◆ **DATA ENTRIES**:
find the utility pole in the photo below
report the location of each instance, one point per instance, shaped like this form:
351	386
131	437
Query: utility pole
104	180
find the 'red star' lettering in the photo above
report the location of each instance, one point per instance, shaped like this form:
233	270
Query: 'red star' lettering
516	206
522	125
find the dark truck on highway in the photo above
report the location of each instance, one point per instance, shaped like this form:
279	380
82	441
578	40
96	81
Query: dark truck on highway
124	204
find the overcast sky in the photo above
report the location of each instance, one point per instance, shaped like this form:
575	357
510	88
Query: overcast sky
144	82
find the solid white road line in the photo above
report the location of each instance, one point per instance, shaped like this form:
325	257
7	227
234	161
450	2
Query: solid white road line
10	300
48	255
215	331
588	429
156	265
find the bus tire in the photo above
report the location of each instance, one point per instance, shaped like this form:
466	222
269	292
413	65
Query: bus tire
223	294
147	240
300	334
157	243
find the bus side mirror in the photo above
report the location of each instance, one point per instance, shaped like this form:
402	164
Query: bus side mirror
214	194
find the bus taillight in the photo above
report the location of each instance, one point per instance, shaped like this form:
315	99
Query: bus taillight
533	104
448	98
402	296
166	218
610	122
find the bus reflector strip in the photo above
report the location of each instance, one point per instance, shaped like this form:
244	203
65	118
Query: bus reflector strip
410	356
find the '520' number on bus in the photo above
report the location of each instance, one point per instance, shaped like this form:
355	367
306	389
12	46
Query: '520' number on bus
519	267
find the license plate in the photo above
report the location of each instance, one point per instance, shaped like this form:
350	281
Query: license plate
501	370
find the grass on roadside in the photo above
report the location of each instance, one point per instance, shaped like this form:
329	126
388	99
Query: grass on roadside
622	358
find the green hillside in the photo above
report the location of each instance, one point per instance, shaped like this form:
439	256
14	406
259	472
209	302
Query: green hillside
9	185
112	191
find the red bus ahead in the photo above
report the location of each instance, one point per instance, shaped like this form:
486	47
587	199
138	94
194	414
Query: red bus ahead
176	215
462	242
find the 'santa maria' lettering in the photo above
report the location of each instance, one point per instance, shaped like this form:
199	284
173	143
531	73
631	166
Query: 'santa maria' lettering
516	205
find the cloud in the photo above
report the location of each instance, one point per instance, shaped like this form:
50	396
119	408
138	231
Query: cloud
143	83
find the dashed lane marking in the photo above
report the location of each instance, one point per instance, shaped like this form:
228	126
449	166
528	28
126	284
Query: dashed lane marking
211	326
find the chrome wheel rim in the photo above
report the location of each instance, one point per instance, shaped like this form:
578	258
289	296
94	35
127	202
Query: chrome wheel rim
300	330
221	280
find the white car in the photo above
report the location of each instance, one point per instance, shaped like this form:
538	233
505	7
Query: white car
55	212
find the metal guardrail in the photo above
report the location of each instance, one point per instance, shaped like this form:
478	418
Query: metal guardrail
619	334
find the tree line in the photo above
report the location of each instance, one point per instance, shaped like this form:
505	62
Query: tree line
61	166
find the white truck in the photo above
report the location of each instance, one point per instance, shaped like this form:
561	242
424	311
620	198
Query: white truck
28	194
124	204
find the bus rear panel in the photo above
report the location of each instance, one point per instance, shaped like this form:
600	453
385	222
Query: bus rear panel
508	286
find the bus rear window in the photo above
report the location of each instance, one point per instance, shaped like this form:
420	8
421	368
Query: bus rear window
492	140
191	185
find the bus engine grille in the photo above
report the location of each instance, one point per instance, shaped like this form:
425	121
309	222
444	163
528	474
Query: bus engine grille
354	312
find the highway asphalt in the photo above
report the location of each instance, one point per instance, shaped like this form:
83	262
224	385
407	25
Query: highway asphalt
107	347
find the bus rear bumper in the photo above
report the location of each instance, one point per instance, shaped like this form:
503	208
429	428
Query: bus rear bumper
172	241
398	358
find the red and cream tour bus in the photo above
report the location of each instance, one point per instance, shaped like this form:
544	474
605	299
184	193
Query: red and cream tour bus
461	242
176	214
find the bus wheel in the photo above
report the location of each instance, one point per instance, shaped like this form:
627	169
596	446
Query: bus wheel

◆ **EXERCISE OBJECTIVE**: Go through the records above and set each one down exactly, please.

◆ **OUTPUT OF THE TASK**:
find the utility pole in the photo below
report the location of each instance, one point per instance, shaped like this form:
351	386
131	437
Query: utility pole
104	180
find the 'red star' lettering in the photo above
report the location of each instance, one point per instance, shaped like this form:
233	270
Query: 'red star' lettering
516	206
522	125
find the dark truck on highway in the photo above
report the location of each instance, one point per instance, shaped like this form:
279	380
82	441
578	40
96	81
Query: dark truck on highway
124	204
find the overcast sky in the photo above
report the location of each instance, one point per instance, shaped like this form:
575	357
510	88
Query: overcast sky
144	82
find the solid white road line in the photo above
report the location of each instance, one point per instance, shaped like this form:
325	257
7	227
234	161
450	2
Query: solid white road line
10	300
48	255
215	331
588	429
156	265
find the bus tire in the photo above
report the location of each instance, one point per instance, shaped like this form:
466	222
269	292
413	65
Query: bus tire
223	294
147	240
300	334
157	243
find the bus side mirror in the photo above
report the location of each instance, one point per instance, shaped like this form:
402	164
Query: bus side mirror
214	194
find the bus taillight in the photo above
report the location of each instance, one point per instance, shaped like this form:
315	99
Query: bus taillight
533	104
448	98
402	296
166	218
610	122
find the bus reflector strip in the photo above
report the location of each instance, one point per instance, shaped like this form:
244	203
65	118
Query: bus reflector strip
410	356
find the '520' number on bus in the photo above
report the location of each instance, one point per instance, shaped like this form:
355	367
306	389
12	46
Query: '520' number on bus
519	267
find the license plate in the photo above
report the location of each instance, one point per instance, shaped like this form:
350	281
Query: license plate
501	370
find the grass on roadside in the photo above
report the location of each instance, one point per instance, shaped like this form:
329	126
388	99
Query: grass on roadside
622	358
find the green hillside in the photo above
report the location of each instance, one point per instance, shaped like this form:
439	256
14	406
259	472
209	302
Query: green hillside
9	185
112	191
find the red bus ahead in the photo above
report the location of each instance, one point per instance, shaped like this form:
486	47
587	199
138	94
194	414
Query: red bus ahead
176	215
462	242
find the 'santa maria' lettering in the photo above
report the location of each instance, one point per instance, shaped like this form:
199	284
173	143
531	73
631	166
Query: 'santa maria' lettering
516	205
find the cloud in the photo above
report the location of each instance, one point per instance, shaped like this form:
50	396
119	408
138	231
Query: cloud
143	83
find the dashed lane marking in the photo above
report the location of each instance, one point per instance, shaped like this form:
228	126
449	166
528	28
126	284
Query: dashed lane marking
211	326
find the chrome wheel rim in the photo above
report the location of each instance, one point per instance, shaped like this form:
578	258
289	296
94	35
127	202
Query: chrome wheel rim
300	330
221	280
find the white car in the photo above
report the location of each instance, one point per instance, shaped like this form:
538	233
505	7
Query: white car
55	212
find the metal guardrail in the photo above
report the location of each instance, one point per instance, shaped like this form:
478	418
Query: metal guardrail
619	334
find the tree line in the photo above
report the location of each instance, one point per instance, shaped like this form:
505	62
Query: tree line
61	166
find the white truck in the photo above
report the location of each instance, one point per instance, shaped like this form:
561	242
424	311
620	198
Query: white truck
28	194
124	204
find the bus rear panel in the photo above
report the location of each instance, one point per instance, shaped like this form:
600	453
385	222
Query: bus rear panel
508	286
find the bus rear window in the photo above
report the location of each instance, one point per instance, shaped like this form:
420	8
421	368
Query: bus rear window
492	140
191	185
find the bus engine grille in the photo above
report the location of each instance, one point per instance, shaped like this form:
425	121
309	222
444	163
528	474
Query: bus engine grille
354	312
find the highway asphalt in the photo above
report the location of each instance, one point per instance, shaped like this form:
83	262
224	385
407	25
Query: highway asphalt
107	347
find the bus rear bumper in the photo above
report the location of each instance, one point per instance, shaped like this form:
503	208
429	428
Query: bus rear bumper
172	241
398	358
find the red and cream tour bus in the photo above
report the location of each instance, one point per instance, shaped like this form:
544	474
605	299
184	193
Query: red and cream tour bus
461	242
176	214
find the bus wheel in the photo above
report the location of each instance, one point per instance, shaped like this form:
627	169
596	446
Query: bus wheel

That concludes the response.